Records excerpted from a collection
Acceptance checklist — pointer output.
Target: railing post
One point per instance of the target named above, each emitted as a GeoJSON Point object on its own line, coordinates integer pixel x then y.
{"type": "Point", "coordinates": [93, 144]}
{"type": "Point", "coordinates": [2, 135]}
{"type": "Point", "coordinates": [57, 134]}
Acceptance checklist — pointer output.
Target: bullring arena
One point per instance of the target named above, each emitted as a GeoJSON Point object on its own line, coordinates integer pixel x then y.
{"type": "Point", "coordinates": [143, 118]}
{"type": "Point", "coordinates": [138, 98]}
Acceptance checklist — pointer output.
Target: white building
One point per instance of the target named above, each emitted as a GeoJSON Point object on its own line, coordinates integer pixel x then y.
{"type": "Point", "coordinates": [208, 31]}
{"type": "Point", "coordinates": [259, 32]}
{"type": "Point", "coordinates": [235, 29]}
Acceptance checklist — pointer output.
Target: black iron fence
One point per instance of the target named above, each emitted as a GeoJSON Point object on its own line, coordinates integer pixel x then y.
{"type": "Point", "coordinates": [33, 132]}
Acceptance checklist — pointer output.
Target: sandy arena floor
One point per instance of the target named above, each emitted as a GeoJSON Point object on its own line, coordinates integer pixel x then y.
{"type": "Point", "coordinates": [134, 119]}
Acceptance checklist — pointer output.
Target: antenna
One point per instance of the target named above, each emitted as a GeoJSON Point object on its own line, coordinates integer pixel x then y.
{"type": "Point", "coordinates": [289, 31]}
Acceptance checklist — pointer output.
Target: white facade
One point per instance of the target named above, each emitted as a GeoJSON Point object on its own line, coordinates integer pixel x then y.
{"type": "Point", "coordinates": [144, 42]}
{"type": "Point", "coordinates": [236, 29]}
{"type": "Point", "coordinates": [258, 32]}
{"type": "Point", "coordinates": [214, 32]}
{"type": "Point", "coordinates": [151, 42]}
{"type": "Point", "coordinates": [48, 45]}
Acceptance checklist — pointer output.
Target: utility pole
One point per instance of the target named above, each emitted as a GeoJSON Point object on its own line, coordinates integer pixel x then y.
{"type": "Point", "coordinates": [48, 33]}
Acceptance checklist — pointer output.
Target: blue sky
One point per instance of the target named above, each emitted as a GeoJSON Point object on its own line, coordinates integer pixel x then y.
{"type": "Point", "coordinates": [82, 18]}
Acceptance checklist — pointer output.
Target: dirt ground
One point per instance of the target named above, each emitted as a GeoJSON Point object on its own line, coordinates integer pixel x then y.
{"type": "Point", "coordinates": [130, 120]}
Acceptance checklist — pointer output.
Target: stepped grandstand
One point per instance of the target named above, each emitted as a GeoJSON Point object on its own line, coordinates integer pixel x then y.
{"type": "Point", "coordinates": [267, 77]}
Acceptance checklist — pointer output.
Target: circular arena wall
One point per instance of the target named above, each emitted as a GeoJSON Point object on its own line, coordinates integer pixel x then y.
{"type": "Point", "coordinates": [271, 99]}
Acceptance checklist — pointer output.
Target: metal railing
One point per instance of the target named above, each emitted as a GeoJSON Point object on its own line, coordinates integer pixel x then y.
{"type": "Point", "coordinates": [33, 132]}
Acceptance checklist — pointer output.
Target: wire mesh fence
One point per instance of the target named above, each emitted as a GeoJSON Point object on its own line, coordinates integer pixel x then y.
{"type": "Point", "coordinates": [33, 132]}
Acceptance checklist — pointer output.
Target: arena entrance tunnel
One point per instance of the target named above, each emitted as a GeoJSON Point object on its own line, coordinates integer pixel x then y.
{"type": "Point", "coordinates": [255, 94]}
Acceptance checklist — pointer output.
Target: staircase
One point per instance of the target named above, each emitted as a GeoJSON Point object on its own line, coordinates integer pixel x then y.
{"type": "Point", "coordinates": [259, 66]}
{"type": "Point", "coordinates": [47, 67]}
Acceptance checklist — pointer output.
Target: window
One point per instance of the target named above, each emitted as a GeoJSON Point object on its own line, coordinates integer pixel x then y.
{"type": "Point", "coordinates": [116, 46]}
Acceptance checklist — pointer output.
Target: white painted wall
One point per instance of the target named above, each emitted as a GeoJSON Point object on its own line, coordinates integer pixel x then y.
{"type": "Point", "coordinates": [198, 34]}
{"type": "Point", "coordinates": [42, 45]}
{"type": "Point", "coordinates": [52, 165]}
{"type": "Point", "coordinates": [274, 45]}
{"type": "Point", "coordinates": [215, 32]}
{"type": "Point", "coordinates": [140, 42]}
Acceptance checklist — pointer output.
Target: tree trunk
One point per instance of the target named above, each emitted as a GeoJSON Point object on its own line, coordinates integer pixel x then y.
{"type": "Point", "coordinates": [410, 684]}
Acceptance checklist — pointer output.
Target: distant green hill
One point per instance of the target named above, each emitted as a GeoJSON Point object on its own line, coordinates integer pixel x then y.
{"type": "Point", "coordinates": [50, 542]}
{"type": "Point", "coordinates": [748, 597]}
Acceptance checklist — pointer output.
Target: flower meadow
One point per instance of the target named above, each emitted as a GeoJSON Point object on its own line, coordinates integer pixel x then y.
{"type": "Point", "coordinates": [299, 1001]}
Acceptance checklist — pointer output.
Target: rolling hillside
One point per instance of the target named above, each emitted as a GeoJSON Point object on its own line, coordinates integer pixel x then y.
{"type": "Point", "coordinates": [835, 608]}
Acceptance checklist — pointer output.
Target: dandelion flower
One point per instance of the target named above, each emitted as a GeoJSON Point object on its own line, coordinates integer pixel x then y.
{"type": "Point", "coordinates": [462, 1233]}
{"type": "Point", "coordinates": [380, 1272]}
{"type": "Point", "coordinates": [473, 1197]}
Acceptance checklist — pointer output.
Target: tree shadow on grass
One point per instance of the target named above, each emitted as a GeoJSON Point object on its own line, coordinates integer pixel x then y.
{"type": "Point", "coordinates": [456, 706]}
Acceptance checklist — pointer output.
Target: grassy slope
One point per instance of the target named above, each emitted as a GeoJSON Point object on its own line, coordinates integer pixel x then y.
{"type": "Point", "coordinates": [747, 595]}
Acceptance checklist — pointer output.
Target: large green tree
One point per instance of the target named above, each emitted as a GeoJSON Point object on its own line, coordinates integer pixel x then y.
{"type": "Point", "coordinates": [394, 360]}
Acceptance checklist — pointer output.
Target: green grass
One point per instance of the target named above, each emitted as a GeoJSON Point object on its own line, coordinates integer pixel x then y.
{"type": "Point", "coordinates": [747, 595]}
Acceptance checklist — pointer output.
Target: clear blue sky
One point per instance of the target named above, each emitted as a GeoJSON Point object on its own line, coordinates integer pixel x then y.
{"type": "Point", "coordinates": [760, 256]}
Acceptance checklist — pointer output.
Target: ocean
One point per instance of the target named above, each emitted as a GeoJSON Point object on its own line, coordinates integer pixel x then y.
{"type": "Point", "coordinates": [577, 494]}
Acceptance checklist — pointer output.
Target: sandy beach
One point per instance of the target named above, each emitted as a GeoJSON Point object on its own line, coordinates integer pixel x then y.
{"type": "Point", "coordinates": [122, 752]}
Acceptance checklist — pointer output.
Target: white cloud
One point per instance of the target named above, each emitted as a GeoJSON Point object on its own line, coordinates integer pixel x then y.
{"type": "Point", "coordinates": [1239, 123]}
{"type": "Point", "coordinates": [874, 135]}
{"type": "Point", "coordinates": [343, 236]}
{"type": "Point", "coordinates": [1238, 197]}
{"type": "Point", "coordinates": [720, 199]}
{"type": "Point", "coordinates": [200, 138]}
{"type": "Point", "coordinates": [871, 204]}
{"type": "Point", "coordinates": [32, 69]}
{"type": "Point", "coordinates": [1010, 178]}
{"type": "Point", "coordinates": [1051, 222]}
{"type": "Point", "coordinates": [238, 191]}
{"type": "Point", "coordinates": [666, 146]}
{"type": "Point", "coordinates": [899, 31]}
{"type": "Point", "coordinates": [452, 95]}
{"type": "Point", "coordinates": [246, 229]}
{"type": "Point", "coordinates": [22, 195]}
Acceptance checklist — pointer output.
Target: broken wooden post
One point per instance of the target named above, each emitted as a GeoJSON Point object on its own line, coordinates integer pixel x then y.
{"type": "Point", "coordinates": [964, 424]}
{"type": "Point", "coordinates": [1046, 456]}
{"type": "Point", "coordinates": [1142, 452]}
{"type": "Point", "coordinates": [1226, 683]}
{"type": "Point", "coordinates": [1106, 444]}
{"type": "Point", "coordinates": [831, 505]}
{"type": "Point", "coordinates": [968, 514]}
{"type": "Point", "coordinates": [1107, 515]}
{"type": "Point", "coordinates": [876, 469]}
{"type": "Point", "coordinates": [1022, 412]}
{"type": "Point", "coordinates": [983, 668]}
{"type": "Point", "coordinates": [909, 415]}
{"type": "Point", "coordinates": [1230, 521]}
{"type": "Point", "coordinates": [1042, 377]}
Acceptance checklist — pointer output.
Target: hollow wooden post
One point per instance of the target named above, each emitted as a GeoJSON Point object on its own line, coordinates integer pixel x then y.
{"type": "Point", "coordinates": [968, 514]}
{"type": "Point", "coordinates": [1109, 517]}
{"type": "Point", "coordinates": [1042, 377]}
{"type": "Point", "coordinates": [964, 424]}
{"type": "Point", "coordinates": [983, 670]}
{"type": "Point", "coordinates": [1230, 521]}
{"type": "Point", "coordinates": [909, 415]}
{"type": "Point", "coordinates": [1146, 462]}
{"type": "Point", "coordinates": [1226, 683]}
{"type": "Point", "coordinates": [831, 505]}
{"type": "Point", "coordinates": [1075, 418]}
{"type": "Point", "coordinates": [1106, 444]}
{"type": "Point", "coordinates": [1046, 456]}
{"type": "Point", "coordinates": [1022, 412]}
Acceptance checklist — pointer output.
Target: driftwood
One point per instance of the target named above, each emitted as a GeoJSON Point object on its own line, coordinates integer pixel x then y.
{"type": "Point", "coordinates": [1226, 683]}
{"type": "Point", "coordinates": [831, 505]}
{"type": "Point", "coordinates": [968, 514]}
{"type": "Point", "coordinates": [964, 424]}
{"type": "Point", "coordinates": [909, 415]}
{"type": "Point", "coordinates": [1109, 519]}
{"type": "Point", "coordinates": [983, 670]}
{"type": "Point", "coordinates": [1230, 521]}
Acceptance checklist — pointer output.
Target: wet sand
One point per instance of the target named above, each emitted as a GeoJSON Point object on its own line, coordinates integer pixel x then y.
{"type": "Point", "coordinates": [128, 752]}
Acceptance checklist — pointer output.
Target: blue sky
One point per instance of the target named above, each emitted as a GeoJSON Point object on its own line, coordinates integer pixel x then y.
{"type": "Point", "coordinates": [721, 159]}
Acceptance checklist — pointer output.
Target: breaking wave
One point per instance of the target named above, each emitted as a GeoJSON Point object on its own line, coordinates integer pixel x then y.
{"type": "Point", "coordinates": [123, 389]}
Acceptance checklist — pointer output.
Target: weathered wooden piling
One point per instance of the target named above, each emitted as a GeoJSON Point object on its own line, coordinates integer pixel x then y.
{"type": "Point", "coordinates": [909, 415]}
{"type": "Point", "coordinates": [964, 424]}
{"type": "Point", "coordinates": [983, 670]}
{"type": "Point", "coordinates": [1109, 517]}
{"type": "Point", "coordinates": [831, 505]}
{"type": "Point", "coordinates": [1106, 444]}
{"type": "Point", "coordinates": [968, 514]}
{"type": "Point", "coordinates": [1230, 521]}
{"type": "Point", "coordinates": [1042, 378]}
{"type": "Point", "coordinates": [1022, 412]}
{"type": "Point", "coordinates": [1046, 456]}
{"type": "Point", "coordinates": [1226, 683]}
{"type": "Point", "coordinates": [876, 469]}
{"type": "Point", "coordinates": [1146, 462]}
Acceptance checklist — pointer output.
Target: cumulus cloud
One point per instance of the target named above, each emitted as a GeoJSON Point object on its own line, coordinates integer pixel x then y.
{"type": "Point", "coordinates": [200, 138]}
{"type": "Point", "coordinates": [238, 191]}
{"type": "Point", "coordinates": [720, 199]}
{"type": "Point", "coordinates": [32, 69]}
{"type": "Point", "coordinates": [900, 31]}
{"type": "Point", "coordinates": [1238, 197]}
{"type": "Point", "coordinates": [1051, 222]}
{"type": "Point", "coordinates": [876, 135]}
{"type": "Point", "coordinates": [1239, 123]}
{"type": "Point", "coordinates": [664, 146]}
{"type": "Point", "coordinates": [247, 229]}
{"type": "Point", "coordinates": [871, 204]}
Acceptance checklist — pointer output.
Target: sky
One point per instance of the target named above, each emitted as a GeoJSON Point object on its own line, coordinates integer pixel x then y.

**Assignment:** Which lines above run from the one containing "Target: tree trunk" down to the one containing "Target: dandelion flower"? Repeat exactly those, both ends included, and nothing else.

**Written response:**
Target: tree trunk
One point per instance of the target named above, each emitted as a GeoJSON Point object on its own line, coordinates integer pixel x then y.
{"type": "Point", "coordinates": [410, 684]}
Acceptance checklist — pointer output.
Target: distant green hill
One point per instance of the target named above, each emitted as a GeoJSON Point object on its own line, coordinates integer pixel x then y.
{"type": "Point", "coordinates": [50, 542]}
{"type": "Point", "coordinates": [748, 597]}
Acceptance checklist — pointer output.
Target: flower meadow
One point per instance of the target named above, each emitted as a GeoJSON Point object on its own line, coordinates integer pixel x then y.
{"type": "Point", "coordinates": [299, 1001]}
Acceptance checklist — pointer output.
Target: rolling hillside
One point per instance of the target named above, each emitted as a GeoJSON Point object on its own line, coordinates integer pixel x then y.
{"type": "Point", "coordinates": [835, 608]}
Acceptance checklist — pointer output.
Target: dandelion flower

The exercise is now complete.